> Tasks to carry out
(1) Answer these questions using the text on steamboat wharves:
(a) During which centuries were steamboats central to Chesapeake commerce and communication?
(b) In which county and state is the Coan River?
(c) Where is the Steamboat Era Museum?
(2) Return the passage from the text on steamboat wharves starting with "Steamboat Wharves; The" and going on through "fallen silent, though.", copied without any changes.

> Excerpt to read
Steamboat Wharves; The Vanished Lifeblood of Rural Communities
There were once hundreds of them, just about any spot a country road dead ended at tidewater. They were the lifeblood of communities, a portal to the world beyond. Folks once planned their days, their seasons around them. But now the rotten pilings that descend into murky water do little service to the long-lost importance and memory of these forgotten landmarks.
In the 19th and early 20th centuries, steamboats were central to Chesapeake commerce and communication, long before motor vehicles and telephone wires linked every spot on the mainland. The wharves where these stately ships made landings were bustling junctions, alive with merchants conducting business, passengers readying for travel, crewmen coaxing their mighty craft to moorings. These frenetic waterfront scenes have long fallen silent, though.
The steamboat Potomac. Image courtesy of the Steamboat Era Museum in Irvington, VA.
The Coan River today is much the same as it has always been, a peaceful tributary of the Potomac deep in rural Northumberland County, Virginia. Getting there you’ll pass several quiet crossroads, endless fields of row crops, and a scattering of well-worn farmhouses. Coan Wharf Road’s last quarter-mile sweeps down to a waterfront turnaround that’s as tranquil as the road leading in.
The river itself is deep, crooked and narrow. You’d have no problem hitting Bundick on the other side with a rock and a good slingshot. It’s a little hard to believe that steamboats the size of passenger airplanes once called here on a regular basis. The river doesn’t seem navigable with such an imposing watercraft.

> Information shown

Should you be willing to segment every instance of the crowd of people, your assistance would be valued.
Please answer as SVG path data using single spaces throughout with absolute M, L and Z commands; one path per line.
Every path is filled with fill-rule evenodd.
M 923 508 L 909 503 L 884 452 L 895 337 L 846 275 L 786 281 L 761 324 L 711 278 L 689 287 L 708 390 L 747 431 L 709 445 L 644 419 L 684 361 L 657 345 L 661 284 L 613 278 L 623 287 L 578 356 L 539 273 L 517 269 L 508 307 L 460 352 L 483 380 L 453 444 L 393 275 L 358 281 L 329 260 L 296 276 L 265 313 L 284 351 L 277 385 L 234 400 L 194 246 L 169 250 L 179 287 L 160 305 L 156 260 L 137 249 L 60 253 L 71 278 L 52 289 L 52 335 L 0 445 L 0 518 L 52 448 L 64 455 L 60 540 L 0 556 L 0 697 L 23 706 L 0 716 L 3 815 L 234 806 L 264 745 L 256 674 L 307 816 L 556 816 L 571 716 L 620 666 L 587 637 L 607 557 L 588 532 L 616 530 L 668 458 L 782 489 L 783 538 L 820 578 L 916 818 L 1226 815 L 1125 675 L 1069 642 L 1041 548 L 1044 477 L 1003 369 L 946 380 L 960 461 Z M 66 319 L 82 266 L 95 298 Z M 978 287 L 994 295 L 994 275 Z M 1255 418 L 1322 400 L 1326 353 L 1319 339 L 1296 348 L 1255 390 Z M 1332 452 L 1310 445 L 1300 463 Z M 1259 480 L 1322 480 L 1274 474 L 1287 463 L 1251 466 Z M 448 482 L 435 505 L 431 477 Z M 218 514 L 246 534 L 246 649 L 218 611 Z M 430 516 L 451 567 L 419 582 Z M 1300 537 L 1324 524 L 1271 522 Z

> Answers to the exercises
(1)
(a) The 19th and early 20th centuries
(b) Northumberland County, Virginia
(c) Irvington, VA

(2)
Steamboat Wharves; The Vanished Lifeblood of Rural Communities
There were once hundreds of them, just about any spot a country road dead ended at tidewater. They were the lifeblood of communities, a portal to the world beyond. Folks once planned their days, their seasons around them. But now the rotten pilings that descend into murky water do little service to the long-lost importance and memory of these forgotten landmarks.
In the 19th and early 20th centuries, steamboats were central to Chesapeake commerce and communication, long before motor vehicles and telephone wires linked every spot on the mainland. The wharves where these stately ships made landings were bustling junctions, alive with merchants conducting business, passengers readying for travel, crewmen coaxing their mighty craft to moorings. These frenetic waterfront scenes have long fallen silent, though.